Set tasks:
**A)** Reproduce everything in the MgF2 thin-film thread from "Reflection cannot add" down to "from the wavelength.".
**B)** For each statement, say yes or no as to whether it agrees with the MgF2 thin-film thread, and quote the words of the thread that decide it: (i) the film's refractive index is given as 1.38; (ii) the reply states that reflection can add to the incident light intensity; (iii) the reply states that only the reflection at the first surface undergoes a 180 phase change.

-- start of Text provided --

MgF2 Thin Film Reflection: Visible Intensification?

[FizX]

Homework Statement

A thin 1.00x10^-5 cm-thick film of MgF2 (n=1.38) is used to coat a camera lens. Are there any wavelengths in visible spectrum intensified in reflected light?

Homework Equations

thickness = wavelength/4n (n is refraction index)
?

The Attempt at a Solution

I am guessing that the incoming light in the material reflects inside the material to cause constructive interference at certain wavelengths (which will be multiples of the thickness of the MgF2).
My main question is, how do I relate possible wavelengths to thickness of the material?

 

[Andrew Mason]

Homework Statement

A thin 1.00x10^-5 cm-thick film of MgF2 (n=1.38) is used to coat a camera lens. Are there any wavelengths in visible spectrum intensified in reflected light?

Homework Equations

thickness = wavelength/4n (n is refraction index)
?

The Attempt at a Solution

I am guessing that the incoming light in the material reflects inside the material to cause constructive interference at certain wavelengths (which will be multiples of the thickness of the MgF2).
My main question is, how do I relate possible wavelengths to thickness of the material?

Reflection cannot add to the incident light intensity. What happens is that some frequencies are not reflected as intensely due to destructive interference within the wave coating so the frequencies which experience constructive interference appear to be more intense.

So the question is: at what frequency does the light reflected from the first surface (Air/MgF2) constructively interfere with light reflected from the second surface (MgF2/Glass).

The reflections at both surfaces undergo a phase change of 180 so these phase shifts cancel out. In order to have constructive interference, what must the path from surface 1 to 2 and back to 1 represent in terms of wavelength of the light in the MgF2 medium?

Work out the frequency of the light from the wavelength.

AM

-- end of Text provided --
-- start of Provided data --

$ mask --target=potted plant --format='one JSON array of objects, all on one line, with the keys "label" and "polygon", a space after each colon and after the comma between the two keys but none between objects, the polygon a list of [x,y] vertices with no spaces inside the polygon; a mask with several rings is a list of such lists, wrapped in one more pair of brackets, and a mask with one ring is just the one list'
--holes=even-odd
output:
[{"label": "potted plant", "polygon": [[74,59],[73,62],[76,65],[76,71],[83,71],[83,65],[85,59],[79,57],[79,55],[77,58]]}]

-- end of Provided data --

Responses per task:
**A)**
Reflection cannot add to the incident light intensity. What happens is that some frequencies are not reflected as intensely due to destructive interference within the wave coating so the frequencies which experience constructive interference appear to be more intense.

So the question is: at what frequency does the light reflected from the first surface (Air/MgF2) constructively interfere with light reflected from the second surface (MgF2/Glass).

The reflections at both surfaces undergo a phase change of 180 so these phase shifts cancel out. In order to have constructive interference, what must the path from surface 1 to 2 and back to 1 represent in terms of wavelength of the light in the MgF2 medium?

Work out the frequency of the light from the wavelength.

**B)**
(i) Yes: "MgF2 (n=1.38)"
(ii) No: "Reflection cannot add to the incident light intensity."
(iii) No: "The reflections at both surfaces undergo a phase change of 180 so these phase shifts cancel out."